Extracted data entries:
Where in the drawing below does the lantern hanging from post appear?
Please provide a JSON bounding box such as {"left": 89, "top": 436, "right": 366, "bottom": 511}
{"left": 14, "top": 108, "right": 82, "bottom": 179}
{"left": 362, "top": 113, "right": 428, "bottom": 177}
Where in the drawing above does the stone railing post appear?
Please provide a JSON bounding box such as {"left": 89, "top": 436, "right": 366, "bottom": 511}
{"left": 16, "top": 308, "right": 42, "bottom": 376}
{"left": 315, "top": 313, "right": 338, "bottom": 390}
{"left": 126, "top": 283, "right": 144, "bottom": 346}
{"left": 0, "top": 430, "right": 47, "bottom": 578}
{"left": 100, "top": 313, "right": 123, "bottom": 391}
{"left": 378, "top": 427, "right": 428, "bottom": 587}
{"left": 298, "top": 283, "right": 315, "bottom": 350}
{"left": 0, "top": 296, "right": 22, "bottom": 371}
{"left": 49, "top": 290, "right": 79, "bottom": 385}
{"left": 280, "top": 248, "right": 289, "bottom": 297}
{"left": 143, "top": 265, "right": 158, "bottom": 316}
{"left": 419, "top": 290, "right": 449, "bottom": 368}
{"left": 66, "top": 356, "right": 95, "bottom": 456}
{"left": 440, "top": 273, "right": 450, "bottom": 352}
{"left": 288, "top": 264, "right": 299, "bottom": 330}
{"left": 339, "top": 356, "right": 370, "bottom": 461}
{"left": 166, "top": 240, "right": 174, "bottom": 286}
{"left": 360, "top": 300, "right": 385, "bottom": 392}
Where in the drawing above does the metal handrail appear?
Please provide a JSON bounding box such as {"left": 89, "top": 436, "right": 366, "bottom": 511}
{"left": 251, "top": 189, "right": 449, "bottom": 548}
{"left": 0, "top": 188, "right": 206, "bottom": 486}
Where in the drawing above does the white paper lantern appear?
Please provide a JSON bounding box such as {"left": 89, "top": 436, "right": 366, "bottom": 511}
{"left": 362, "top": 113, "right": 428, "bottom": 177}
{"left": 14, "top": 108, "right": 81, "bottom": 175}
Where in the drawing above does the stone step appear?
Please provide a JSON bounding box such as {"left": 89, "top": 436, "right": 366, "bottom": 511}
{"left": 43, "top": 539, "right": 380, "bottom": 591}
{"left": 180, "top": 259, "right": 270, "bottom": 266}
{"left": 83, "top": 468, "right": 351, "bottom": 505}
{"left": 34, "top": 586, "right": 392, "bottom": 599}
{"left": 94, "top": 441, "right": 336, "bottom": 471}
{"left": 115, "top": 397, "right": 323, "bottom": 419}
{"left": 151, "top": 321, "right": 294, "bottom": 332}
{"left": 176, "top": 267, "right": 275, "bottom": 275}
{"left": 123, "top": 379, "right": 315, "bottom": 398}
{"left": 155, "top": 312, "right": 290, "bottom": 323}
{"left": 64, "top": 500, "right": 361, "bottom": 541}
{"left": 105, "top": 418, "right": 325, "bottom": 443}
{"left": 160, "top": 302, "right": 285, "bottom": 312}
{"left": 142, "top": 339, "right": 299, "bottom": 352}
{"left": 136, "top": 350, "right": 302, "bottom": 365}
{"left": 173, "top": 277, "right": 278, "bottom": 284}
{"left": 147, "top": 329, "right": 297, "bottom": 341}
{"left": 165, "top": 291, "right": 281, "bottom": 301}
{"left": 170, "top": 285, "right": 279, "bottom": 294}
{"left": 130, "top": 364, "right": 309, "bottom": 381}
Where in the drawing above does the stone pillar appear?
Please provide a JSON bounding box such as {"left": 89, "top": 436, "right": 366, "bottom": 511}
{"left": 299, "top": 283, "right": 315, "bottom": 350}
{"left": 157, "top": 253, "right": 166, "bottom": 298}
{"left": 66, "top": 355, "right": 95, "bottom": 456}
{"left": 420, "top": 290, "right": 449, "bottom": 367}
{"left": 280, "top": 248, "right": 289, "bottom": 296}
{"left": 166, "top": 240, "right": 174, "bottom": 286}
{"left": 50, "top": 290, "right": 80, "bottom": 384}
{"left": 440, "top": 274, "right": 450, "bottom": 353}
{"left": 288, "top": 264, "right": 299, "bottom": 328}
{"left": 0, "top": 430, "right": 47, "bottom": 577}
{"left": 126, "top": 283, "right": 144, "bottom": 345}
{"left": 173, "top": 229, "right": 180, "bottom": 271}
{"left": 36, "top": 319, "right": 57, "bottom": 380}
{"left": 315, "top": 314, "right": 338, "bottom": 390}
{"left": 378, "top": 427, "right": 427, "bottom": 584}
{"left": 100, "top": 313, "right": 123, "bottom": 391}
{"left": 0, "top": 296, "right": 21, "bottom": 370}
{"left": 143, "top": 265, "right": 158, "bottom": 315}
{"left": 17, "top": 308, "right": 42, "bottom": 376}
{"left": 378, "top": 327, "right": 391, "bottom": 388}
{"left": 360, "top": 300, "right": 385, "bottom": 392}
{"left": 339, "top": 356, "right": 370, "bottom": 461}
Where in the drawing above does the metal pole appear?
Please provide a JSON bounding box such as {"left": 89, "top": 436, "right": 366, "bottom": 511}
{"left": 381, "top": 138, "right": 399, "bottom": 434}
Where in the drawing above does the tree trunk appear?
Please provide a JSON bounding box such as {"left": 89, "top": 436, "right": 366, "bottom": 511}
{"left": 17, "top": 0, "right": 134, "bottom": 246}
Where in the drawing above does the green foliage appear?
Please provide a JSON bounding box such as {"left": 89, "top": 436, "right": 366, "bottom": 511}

■ BRIEF:
Show every line from the entries above in which "drawing" appears.

■ REPLY TO THE EXERCISE:
Where in the drawing below does the lantern hanging from post appear?
Where in the drawing above does the stone railing post appear?
Where in the drawing above does the metal handrail appear?
Where in the drawing above does the white paper lantern appear?
Where in the drawing above does the stone step appear?
Where in the drawing above does the stone pillar appear?
Where in the drawing above does the metal pole appear?
Where in the drawing above does the tree trunk appear?
Where in the drawing above does the green foliage appear?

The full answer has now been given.